> **Goal of the exercise**
Leave out the pictures and return every entry exactly as it appears.

════════════════

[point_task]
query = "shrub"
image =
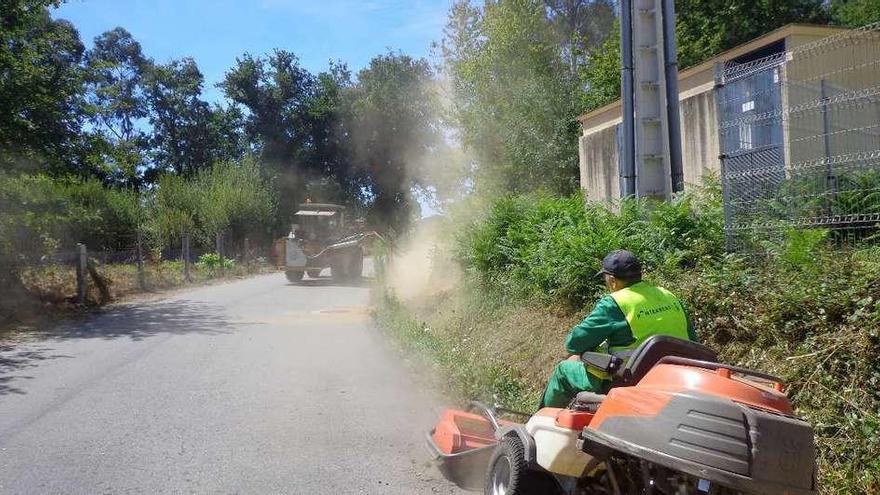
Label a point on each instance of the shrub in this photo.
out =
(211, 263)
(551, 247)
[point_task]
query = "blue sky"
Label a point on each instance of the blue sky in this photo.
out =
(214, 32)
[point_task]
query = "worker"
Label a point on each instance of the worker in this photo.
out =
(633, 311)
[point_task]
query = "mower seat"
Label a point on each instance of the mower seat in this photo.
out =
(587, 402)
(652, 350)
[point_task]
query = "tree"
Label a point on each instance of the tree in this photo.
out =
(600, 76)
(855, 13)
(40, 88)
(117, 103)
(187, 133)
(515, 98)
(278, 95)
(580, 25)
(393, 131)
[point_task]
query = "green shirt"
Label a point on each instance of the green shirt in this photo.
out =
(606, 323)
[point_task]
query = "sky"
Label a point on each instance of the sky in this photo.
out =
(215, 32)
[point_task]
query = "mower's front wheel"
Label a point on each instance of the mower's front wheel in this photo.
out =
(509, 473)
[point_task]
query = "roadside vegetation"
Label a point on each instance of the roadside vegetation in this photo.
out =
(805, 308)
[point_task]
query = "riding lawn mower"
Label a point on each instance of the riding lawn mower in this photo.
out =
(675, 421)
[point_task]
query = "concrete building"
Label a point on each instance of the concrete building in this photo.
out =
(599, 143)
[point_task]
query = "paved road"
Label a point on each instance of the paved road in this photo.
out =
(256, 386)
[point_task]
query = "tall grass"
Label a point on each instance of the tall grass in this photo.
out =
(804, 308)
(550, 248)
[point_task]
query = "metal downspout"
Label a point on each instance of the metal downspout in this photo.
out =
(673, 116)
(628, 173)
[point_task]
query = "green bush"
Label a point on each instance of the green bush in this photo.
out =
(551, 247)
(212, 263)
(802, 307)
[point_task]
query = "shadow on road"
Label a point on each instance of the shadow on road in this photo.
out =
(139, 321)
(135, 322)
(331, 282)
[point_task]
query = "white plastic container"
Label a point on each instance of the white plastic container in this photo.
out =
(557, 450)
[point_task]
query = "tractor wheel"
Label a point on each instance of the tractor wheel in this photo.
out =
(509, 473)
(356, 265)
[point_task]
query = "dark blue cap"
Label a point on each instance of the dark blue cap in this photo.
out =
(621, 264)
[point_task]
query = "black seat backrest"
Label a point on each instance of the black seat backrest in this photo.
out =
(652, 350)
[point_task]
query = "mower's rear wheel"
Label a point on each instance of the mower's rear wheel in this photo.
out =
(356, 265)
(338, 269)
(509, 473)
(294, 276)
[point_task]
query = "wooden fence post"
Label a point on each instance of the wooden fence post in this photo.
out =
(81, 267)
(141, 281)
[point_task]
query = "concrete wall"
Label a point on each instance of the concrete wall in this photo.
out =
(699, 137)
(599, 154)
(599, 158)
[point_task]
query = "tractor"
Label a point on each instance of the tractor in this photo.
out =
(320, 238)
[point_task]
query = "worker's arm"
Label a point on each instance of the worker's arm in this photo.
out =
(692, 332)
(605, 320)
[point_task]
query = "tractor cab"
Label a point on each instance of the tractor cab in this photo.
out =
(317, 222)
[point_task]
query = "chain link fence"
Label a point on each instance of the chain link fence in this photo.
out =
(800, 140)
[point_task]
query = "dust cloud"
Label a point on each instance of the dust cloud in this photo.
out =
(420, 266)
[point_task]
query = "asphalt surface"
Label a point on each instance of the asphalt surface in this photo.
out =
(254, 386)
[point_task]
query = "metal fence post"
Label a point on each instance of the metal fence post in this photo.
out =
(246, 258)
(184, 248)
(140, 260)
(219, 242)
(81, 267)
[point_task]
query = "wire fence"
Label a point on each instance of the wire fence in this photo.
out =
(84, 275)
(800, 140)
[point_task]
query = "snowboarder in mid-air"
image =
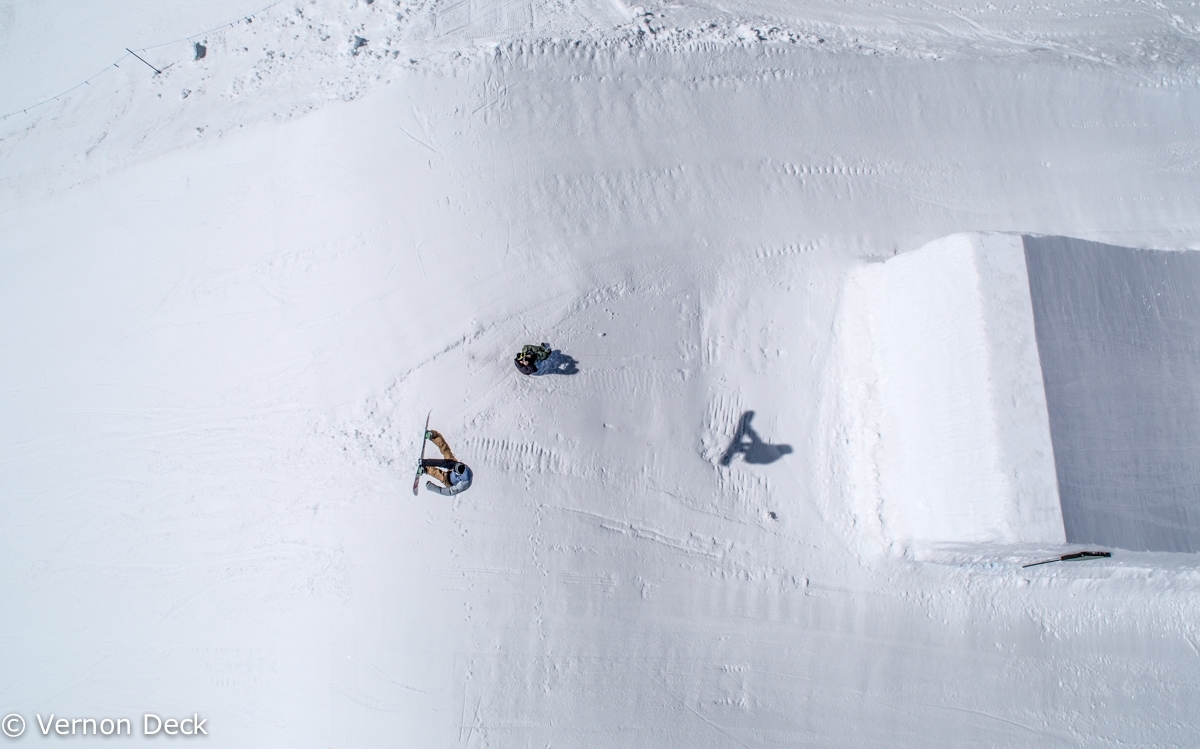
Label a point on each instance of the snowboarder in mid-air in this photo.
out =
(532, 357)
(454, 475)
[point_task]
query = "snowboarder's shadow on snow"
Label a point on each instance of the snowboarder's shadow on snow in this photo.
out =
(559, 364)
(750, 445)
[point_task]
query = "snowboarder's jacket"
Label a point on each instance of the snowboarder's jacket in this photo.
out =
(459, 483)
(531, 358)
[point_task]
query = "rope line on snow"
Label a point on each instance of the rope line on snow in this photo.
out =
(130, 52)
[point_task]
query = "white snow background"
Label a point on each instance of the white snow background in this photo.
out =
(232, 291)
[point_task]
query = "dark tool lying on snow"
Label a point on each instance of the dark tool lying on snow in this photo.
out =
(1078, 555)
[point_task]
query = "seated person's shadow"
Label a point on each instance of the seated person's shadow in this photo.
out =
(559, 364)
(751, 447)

════════════════

> **Worked answer**
[point_task]
query = "shrub"
image =
Label a point on each instance of the shrub in this photo.
out =
(211, 263)
(551, 247)
[point_task]
query = "blue sky"
Label a point on each instance of the blue sky in this photo.
out =
(214, 32)
[point_task]
query = "worker"
Label a point on each instance of the worker in this photo.
out =
(633, 311)
[point_task]
query = "mower seat"
Label a point on each instance of the mower seat in this photo.
out =
(587, 402)
(652, 350)
[point_task]
query = "tree"
Label a point on each instance of the tree in this photo.
out =
(600, 76)
(855, 13)
(40, 88)
(117, 103)
(187, 133)
(515, 98)
(278, 95)
(580, 25)
(393, 131)
[point_task]
query = "green shirt"
Label a point on each instance of the green shirt in this photo.
out =
(606, 323)
[point_task]
query = "sky"
Label a point on each instance of the sky in this photo.
out =
(215, 32)
[point_task]
query = "mower's front wheel"
Label a point on each instance of the mower's front wheel in this photo.
out =
(509, 473)
[point_task]
query = "roadside vegetation"
Label a point on each instance of the roadside vegetation in this photo.
out =
(805, 308)
[point_task]
query = "riding lawn mower"
Label a point on each instance of the riding lawn mower in this photo.
out =
(675, 421)
[point_task]
query = "concrete building"
Label a point on each instance of the concrete building in this photo.
out =
(599, 143)
[point_task]
query = "paved road"
Label a point on each instance of the paved road in this photo.
out =
(256, 386)
[point_task]
query = "tall grass"
Label a point on each instance of the tall grass in this photo.
out =
(804, 308)
(550, 248)
[point_task]
query = "metal downspout"
Label a point on each instance of the metal downspout in this photo.
out =
(673, 116)
(628, 173)
[point_task]
query = "green bush"
Label a point on each instance of the green bush in this photo.
out =
(551, 247)
(212, 263)
(802, 307)
[point_task]
query = "shadow on road"
Label a point on each instance of the shadow on road in this photo.
out =
(139, 321)
(135, 322)
(331, 282)
[point_task]
query = "white plastic container"
Label a point on each instance of the white plastic container in this photo.
out =
(557, 450)
[point_task]
query = "tractor wheel"
Label a point on each instance of the tractor wheel in this photo.
out =
(509, 473)
(356, 265)
[point_task]
query = "dark blue cap"
Label a point on each instance of the dark blue cap in this photo.
out =
(621, 264)
[point_task]
query = "black seat backrest"
Label a point on each instance of the black seat backrest in this photo.
out =
(652, 350)
[point_task]
query = "mower's rear wheel"
Label a point on each instance of the mower's rear wheel in this photo.
out =
(356, 265)
(338, 269)
(509, 473)
(294, 276)
[point_task]
query = "wooden fence post"
Label a point on each instance of the wooden fence post in this photo.
out =
(81, 267)
(141, 281)
[point_task]
query = "concrete wall"
Label a point on each instance of the concrete wall in this photo.
out =
(699, 137)
(599, 154)
(599, 158)
[point_task]
query = "tractor"
Label a point on each instance of the tractor in this photo.
out =
(320, 238)
[point_task]
query = "worker's arm"
Label a point on each instance of the worker's arm in this photo.
out =
(692, 332)
(605, 320)
[point_task]
query = "tractor cab"
Label a point on each instance of the tractor cab in this photo.
out =
(317, 222)
[point_task]
query = "chain link fence"
Label a point on each instance of the chain link fence in this photo.
out =
(800, 140)
[point_task]
query = "dust cloud"
Label a point on each instance of the dust cloud in this photo.
out =
(420, 266)
[point_task]
query = "asphalt surface"
Label a point on each instance of the asphalt surface in this photo.
out =
(254, 386)
[point_task]
query = "metal fence post"
Label a point on each instance of the metal fence post in this photo.
out =
(246, 258)
(184, 248)
(140, 260)
(219, 242)
(81, 267)
[point_task]
query = "wire fence"
Label a point on each instance of the wire fence in this photo.
out =
(84, 275)
(800, 140)
[point_task]
query = "snowboarder in mid-air"
image =
Label a point on each instance of the snowboarder in mid-air in this photo.
out =
(532, 357)
(454, 475)
[point_task]
query = "snowboarder's shadow on snow"
Label a point on each instance of the snowboarder's shadow on snow in this photo.
out =
(559, 364)
(750, 445)
[point_task]
query = "snowboarder's jacket"
Label a point on each instance of the snowboarder's jacket in this photo.
out =
(459, 483)
(531, 358)
[point_task]
query = "rope line on snow"
Label a point on each instance of the rope line on snow in this photo.
out =
(130, 52)
[point_task]
query = "white snow background"
Label a point on each instance of the white snow background in this photo.
out =
(232, 291)
[point_task]
query = "dark tool lying on snow"
Label a point on each instance of the dark tool lying on snow in this photo.
out =
(1078, 555)
[point_task]
query = "seated person's shadow"
Label a point on each instance of the seated person's shadow in this photo.
out =
(559, 364)
(751, 447)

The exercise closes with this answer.